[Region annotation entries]
** start **

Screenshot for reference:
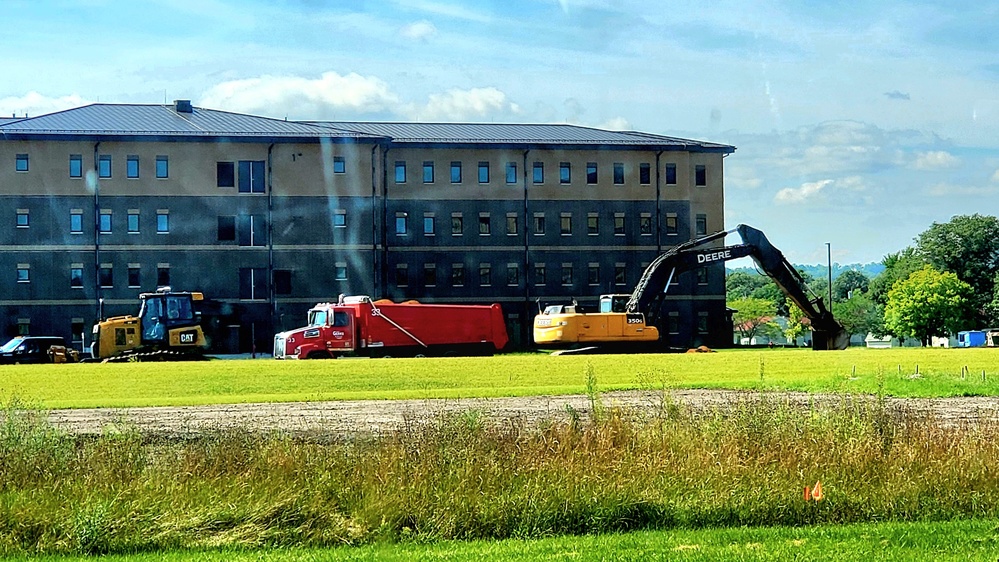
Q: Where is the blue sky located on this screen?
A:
[0,0,999,263]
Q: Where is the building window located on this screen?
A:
[559,213,572,236]
[666,164,676,185]
[156,155,170,179]
[697,312,708,334]
[97,154,111,179]
[239,267,267,300]
[274,269,291,295]
[506,263,520,287]
[638,213,652,236]
[215,162,236,187]
[156,211,170,234]
[236,215,267,246]
[98,211,111,234]
[69,154,83,178]
[238,160,266,193]
[562,263,572,286]
[97,264,114,289]
[666,213,680,236]
[218,215,236,242]
[506,213,519,236]
[694,215,708,236]
[558,162,572,183]
[638,164,652,185]
[586,213,600,236]
[534,263,548,285]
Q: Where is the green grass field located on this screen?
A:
[0,348,999,408]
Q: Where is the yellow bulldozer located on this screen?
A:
[90,287,208,361]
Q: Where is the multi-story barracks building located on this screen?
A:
[0,100,735,353]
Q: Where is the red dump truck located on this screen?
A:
[274,295,509,359]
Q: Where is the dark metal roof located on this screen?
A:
[0,103,377,140]
[320,121,735,152]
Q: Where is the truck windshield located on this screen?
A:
[0,338,24,353]
[309,310,326,326]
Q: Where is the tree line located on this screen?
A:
[725,214,999,345]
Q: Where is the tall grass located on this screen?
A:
[0,392,999,555]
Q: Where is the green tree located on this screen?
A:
[832,291,885,336]
[833,269,871,301]
[885,265,974,346]
[728,297,779,338]
[867,248,926,306]
[916,214,999,320]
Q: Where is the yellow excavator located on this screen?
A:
[90,287,208,361]
[534,224,850,353]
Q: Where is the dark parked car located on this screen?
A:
[0,336,66,364]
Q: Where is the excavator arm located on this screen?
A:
[625,224,850,350]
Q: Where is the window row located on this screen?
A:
[395,211,692,236]
[395,160,708,187]
[395,263,708,287]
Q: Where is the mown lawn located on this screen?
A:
[0,348,999,408]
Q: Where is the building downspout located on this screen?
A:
[521,148,534,346]
[94,141,104,321]
[656,150,663,256]
[268,143,278,340]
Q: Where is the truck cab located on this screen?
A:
[274,303,357,359]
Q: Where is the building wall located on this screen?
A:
[0,133,728,351]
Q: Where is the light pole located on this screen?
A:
[826,242,832,306]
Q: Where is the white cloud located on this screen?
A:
[409,87,520,121]
[0,91,90,117]
[199,72,399,119]
[399,20,437,41]
[916,150,960,170]
[774,180,833,204]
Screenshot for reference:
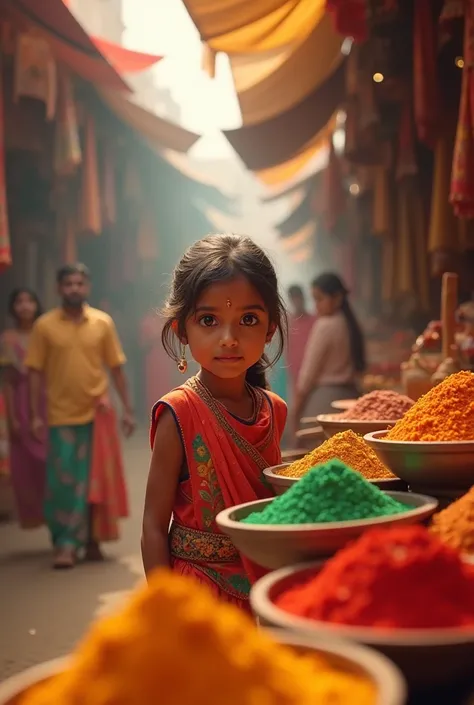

** end **

REQUIREMENT -
Copy the lines from the one containing "Q: Where is the tree" through the one containing "[395,263,708,287]", without changing anything.

FINISHED ANSWER -
Q: Where is the tree line located on this screen?
A:
[725,214,999,345]
Q: Where is the tall grass located on this screen?
A:
[0,392,999,555]
Q: Where is the green tree located on this screen?
A:
[832,291,885,336]
[833,269,871,301]
[885,265,974,346]
[728,297,779,338]
[867,248,926,306]
[916,214,999,320]
Q: Where is the yellow excavator located on this screen?
A:
[90,287,208,361]
[534,224,850,353]
Q: Where is the dark parked car located on this screen?
A:
[0,336,66,364]
Q: Where is the excavator arm located on this screen?
A:
[625,224,850,350]
Q: Where is the window row located on this screen?
A:
[395,211,692,236]
[395,160,708,187]
[395,263,708,287]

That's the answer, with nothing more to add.